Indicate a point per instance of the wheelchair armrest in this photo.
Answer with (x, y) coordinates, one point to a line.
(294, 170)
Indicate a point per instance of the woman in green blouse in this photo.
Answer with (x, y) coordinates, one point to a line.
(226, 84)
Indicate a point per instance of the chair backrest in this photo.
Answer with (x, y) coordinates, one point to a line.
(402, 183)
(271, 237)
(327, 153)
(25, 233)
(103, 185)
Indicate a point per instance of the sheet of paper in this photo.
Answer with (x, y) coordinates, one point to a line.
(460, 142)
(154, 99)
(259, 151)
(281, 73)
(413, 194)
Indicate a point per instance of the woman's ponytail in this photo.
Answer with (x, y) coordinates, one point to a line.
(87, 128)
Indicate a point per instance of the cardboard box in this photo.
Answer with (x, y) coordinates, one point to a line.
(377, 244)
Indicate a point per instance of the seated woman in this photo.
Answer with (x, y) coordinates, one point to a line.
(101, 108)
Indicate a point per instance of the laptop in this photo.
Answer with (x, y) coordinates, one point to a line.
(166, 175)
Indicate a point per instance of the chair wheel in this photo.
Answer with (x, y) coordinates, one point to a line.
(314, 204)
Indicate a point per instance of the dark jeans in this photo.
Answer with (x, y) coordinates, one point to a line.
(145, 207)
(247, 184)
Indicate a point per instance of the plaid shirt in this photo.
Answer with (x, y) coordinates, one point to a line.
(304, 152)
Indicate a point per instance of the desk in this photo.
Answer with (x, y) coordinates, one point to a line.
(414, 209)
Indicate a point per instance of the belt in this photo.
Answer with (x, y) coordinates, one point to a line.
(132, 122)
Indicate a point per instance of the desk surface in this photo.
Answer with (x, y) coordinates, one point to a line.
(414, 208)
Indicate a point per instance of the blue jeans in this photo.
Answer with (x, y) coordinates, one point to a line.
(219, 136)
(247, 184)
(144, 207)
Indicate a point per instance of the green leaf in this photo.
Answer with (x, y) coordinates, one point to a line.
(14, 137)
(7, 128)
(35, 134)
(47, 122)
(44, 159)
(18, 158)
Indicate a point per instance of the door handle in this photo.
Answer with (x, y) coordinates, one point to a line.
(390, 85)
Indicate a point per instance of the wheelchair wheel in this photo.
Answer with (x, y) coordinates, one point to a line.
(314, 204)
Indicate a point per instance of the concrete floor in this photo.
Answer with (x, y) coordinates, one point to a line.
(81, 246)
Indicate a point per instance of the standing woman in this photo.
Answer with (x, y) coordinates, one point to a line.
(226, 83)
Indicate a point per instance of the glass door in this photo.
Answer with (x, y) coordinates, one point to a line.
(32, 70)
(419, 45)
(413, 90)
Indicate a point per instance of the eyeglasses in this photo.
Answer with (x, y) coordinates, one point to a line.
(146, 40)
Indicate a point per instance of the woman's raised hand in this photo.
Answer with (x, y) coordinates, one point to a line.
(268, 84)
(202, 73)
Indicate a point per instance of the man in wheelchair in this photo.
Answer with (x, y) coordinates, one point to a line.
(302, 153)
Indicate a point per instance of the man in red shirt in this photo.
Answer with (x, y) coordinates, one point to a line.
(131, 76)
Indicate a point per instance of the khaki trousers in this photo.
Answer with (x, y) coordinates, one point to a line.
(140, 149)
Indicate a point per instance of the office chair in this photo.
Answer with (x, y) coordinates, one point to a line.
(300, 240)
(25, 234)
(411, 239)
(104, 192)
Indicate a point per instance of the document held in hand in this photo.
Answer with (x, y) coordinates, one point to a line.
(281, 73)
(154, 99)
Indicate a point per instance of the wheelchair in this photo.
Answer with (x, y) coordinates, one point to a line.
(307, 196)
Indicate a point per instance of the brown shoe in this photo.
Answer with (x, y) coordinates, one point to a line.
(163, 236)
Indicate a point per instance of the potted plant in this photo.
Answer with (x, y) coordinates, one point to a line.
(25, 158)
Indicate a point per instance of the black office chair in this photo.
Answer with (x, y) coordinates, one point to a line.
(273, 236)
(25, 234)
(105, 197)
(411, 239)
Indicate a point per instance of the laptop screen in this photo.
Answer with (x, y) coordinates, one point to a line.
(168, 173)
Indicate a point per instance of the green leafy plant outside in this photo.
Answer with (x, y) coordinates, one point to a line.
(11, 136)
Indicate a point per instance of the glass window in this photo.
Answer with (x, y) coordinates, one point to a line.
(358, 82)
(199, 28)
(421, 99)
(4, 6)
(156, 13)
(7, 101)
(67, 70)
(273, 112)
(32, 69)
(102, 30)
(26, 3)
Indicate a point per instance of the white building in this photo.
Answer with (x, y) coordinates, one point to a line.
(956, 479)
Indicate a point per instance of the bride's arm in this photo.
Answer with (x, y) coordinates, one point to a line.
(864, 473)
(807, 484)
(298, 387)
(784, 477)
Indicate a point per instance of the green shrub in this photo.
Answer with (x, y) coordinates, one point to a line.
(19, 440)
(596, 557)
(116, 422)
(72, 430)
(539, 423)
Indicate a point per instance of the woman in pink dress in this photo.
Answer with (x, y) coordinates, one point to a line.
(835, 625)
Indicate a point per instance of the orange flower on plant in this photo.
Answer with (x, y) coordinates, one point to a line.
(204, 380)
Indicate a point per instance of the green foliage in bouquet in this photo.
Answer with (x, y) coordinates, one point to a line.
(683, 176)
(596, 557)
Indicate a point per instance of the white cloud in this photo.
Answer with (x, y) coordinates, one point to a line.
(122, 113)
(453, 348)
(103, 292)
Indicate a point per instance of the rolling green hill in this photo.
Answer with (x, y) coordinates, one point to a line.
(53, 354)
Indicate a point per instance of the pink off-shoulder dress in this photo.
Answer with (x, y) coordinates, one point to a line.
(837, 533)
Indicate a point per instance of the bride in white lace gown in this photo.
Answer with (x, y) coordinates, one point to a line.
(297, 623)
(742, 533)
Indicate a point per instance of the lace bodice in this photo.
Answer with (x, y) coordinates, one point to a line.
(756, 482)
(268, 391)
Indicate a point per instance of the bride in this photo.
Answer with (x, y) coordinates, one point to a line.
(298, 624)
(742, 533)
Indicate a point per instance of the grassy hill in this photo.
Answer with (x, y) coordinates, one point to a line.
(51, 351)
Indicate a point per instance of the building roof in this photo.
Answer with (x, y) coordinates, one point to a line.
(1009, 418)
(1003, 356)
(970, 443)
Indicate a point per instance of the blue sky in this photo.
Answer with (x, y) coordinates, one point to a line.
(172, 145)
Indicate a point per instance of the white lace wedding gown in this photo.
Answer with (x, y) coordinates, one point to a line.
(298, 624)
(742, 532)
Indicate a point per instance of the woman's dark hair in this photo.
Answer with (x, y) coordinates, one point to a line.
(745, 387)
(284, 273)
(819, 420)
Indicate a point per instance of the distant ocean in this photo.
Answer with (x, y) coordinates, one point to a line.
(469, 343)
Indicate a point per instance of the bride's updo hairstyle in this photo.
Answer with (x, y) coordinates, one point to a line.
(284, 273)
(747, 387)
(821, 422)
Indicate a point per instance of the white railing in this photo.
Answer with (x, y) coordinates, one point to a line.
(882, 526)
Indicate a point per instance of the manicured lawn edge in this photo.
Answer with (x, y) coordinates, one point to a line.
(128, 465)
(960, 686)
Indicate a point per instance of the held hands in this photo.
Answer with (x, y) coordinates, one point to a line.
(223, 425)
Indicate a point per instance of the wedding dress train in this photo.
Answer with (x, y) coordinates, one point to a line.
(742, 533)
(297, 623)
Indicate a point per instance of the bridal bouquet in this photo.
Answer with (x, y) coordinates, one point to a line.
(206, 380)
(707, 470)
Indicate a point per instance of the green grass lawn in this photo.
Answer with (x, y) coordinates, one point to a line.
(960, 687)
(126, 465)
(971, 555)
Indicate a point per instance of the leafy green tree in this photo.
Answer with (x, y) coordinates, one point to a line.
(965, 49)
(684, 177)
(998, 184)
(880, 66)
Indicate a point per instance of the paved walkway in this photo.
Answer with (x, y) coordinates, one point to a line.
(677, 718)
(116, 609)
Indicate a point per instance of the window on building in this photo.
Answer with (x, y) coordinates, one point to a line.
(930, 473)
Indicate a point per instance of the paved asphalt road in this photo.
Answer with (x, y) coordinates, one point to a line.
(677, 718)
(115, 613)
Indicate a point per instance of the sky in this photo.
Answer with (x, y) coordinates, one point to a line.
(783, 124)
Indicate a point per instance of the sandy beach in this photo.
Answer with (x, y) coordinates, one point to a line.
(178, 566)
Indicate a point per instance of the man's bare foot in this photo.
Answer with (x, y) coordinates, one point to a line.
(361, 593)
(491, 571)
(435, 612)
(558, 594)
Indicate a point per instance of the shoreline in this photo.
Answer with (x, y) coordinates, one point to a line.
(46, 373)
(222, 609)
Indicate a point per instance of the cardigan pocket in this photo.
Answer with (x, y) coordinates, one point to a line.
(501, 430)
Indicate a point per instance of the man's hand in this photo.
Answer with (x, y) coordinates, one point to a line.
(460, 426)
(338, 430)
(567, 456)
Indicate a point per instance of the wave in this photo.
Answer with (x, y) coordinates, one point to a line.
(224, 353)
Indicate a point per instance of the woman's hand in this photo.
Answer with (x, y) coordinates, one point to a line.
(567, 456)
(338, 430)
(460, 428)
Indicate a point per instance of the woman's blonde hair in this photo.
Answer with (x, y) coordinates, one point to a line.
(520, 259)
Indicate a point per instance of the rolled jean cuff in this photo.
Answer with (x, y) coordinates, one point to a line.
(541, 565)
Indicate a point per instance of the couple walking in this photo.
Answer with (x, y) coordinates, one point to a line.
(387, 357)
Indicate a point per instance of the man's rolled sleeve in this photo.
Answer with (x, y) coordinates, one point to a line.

════

▶ _What the exercise asks_
Begin with the line that contains "Indicate a point per instance of the shoreline" and quote each line after it exactly, stopping after the last line of the data.

▶ _Output of the exercise_
Indicate a point per instance of the shoreline in this photo.
Answer with (x, y) coordinates, one point to a line.
(46, 373)
(222, 609)
Indicate a point per instance of the cardigan pocket in this photo.
Answer with (x, y) coordinates, one point to a line.
(501, 430)
Indicate a point per instance of the man's hand in this photo.
Answer with (x, y) coordinates, one point to a line.
(460, 426)
(338, 430)
(567, 456)
Indicate a point per instance of the wave in this photo.
Answer with (x, y) coordinates, one point to a line.
(224, 353)
Indicate a point per instance of the woman's hand in this photo.
Answer with (x, y) coordinates, one point to a line.
(567, 456)
(338, 430)
(460, 428)
Indicate a point per instance of the woman's blonde hair in this photo.
Answer with (x, y) coordinates, one point to a line.
(520, 259)
Indicate a point per instance of the rolled jean cuff in this photo.
Answer with (x, y) coordinates, one point to a line.
(541, 565)
Indicate a point per instance of the couple walking in this photo.
Answer with (x, y) coordinates, one point to a line.
(387, 357)
Indicate a point per instance of the man's rolled sleeve in this photo.
Answer with (x, y) coordinates, one point to a line.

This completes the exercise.